• _Selected text_:
—————

Studio album by Imperial Triumphant
- Released: March 21, 2025
- Studio: Menegroth Studios
- Genre: Avant-garde metal; blackened death metal;
- Length: 38:15
- Label: Century Media
- Producer: Colin Marston

Imperial Triumphant chronology
| Vile Luxury (Redux 1924) (2024) | Goldstar (2025) | Imprints of Man (2025) |

Singles from Goldstar
- "Eye of Mars" Released: September 19, 2024; "Hotel Sphinx" Released: November 13, 2024; "Lexington Delirium" Released: January 16, 2025; "Pleasuredome" Released: February 12, 2025;

= Goldstar (album) =

Goldstar is the sixth studio album by American avant-garde metal band Imperial Triumphant. It was released on March 21, 2025 through Century Media Records.

—————

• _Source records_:
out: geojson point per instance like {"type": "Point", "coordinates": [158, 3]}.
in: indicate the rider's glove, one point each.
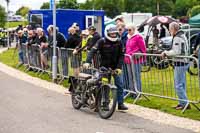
{"type": "Point", "coordinates": [86, 65]}
{"type": "Point", "coordinates": [75, 52]}
{"type": "Point", "coordinates": [118, 71]}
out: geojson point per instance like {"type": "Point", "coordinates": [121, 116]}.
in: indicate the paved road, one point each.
{"type": "Point", "coordinates": [26, 108]}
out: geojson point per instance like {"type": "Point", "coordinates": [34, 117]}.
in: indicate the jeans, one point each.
{"type": "Point", "coordinates": [118, 82]}
{"type": "Point", "coordinates": [180, 83]}
{"type": "Point", "coordinates": [125, 78]}
{"type": "Point", "coordinates": [137, 68]}
{"type": "Point", "coordinates": [21, 57]}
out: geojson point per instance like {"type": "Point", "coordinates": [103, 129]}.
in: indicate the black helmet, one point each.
{"type": "Point", "coordinates": [111, 28]}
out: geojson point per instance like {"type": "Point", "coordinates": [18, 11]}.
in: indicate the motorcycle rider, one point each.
{"type": "Point", "coordinates": [110, 50]}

—————

• _Set of tasks_:
• 1. Which singles from the album does the Goldstar album article list?
• 2. Pick up the Goldstar album article right after its last sentence and keep writing it.

• _Task-by-task results_:
• 1. "Eye of Mars", "Hotel Sphinx", "Lexington Delirium", "Pleasuredome"

• 2.
== Background ==
In 2024, Imperial Triumphant released the album's first two singles, "Eye of Mars" on September 19 and "Hotel Sphinx" on November 13. The release of "Hotel Sphinx" coincided with the announcement of their sixth album, Goldstar, which would be released in March 2025. On January 16, 2025, the band released the third single "Lexington Delirium", featuring Tomas Haake of Meshuggah, along with revealing more details about Goldstar. "Pleasuredome" featuring Dave Lombardo and Meshuggah's Tomas Haake was released on February 12, 2025.

Goldstar was recorded at Colin Marston's Menegroth Studios in New York City for five days, the last album to do so before the studio's closure.

==Touring==
Imperial Triumphant began touring in 2025 to support the album starting with the Decibel Magazine Tour, which took place in March and April. In April 2025, they announced the dates for European part of the Goldstar World Tour.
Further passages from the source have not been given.